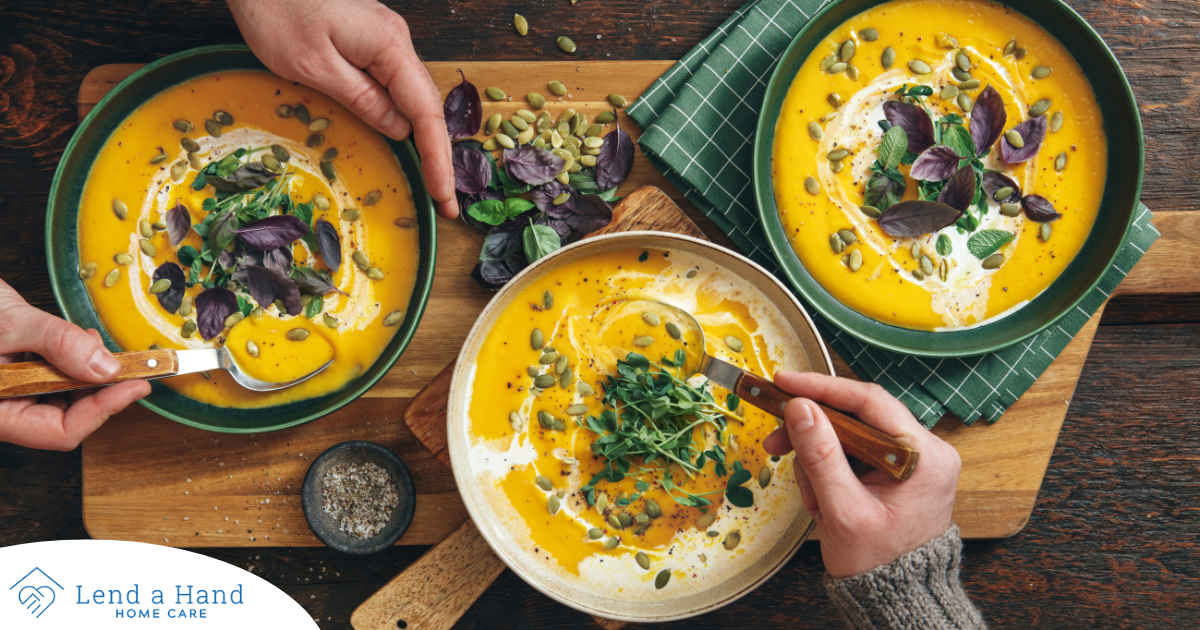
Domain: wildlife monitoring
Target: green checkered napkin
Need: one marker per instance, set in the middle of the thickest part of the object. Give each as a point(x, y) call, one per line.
point(700, 121)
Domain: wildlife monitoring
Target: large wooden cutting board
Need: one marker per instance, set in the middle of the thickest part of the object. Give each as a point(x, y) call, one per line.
point(148, 479)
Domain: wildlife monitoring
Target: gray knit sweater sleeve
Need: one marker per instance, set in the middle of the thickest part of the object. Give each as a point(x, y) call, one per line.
point(919, 589)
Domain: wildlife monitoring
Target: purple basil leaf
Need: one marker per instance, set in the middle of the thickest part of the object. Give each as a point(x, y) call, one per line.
point(268, 285)
point(172, 298)
point(279, 259)
point(472, 171)
point(616, 160)
point(988, 120)
point(960, 190)
point(313, 282)
point(462, 111)
point(246, 178)
point(916, 219)
point(273, 232)
point(592, 214)
point(1039, 209)
point(936, 165)
point(213, 306)
point(330, 243)
point(1033, 131)
point(179, 222)
point(994, 181)
point(532, 165)
point(913, 120)
point(544, 198)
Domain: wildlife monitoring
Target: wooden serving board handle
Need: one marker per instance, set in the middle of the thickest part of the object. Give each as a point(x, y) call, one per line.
point(873, 447)
point(34, 378)
point(435, 591)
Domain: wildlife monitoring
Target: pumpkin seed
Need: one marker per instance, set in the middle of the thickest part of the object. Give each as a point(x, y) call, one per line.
point(856, 261)
point(919, 66)
point(811, 185)
point(160, 286)
point(763, 477)
point(394, 318)
point(888, 58)
point(1014, 138)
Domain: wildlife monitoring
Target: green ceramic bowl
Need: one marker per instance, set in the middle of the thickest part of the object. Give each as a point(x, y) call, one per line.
point(61, 233)
point(1122, 126)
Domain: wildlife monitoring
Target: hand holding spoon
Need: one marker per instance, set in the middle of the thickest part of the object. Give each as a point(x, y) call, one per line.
point(35, 378)
point(865, 443)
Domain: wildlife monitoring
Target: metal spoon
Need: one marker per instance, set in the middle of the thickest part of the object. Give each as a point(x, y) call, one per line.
point(865, 443)
point(35, 378)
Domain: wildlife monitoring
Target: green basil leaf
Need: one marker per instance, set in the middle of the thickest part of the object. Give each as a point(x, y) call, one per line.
point(985, 243)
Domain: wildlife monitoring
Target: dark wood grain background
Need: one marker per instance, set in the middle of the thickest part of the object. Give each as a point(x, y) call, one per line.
point(1114, 538)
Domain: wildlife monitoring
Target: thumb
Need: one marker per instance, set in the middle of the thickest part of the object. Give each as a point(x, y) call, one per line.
point(64, 345)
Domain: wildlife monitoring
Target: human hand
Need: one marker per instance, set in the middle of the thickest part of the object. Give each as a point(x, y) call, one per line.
point(873, 520)
point(58, 423)
point(328, 46)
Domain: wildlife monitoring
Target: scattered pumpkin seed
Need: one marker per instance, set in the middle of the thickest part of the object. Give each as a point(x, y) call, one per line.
point(919, 66)
point(1014, 138)
point(813, 185)
point(394, 318)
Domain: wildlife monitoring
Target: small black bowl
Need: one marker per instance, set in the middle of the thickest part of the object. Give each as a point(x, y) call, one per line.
point(323, 525)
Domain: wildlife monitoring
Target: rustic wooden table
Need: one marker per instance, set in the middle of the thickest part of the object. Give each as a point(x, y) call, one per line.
point(1113, 540)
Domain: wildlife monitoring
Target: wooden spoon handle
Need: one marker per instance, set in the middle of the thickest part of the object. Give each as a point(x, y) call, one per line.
point(435, 591)
point(40, 377)
point(869, 444)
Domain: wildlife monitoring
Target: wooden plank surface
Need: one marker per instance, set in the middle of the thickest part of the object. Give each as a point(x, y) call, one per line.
point(1003, 463)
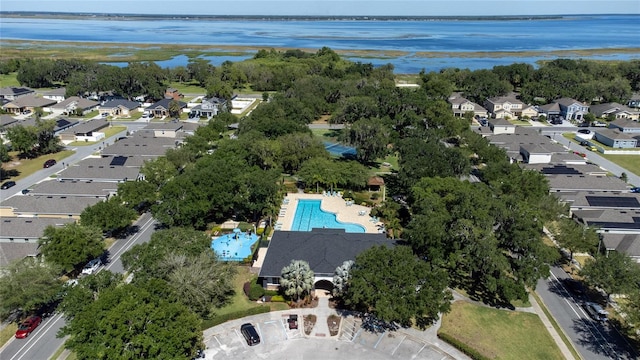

+-------+

• GIVEN EXERCISE:
Please count the lines in the rows above that contain the word "wooden" and give only that number.

• ANSWER FOR THE TASK:
5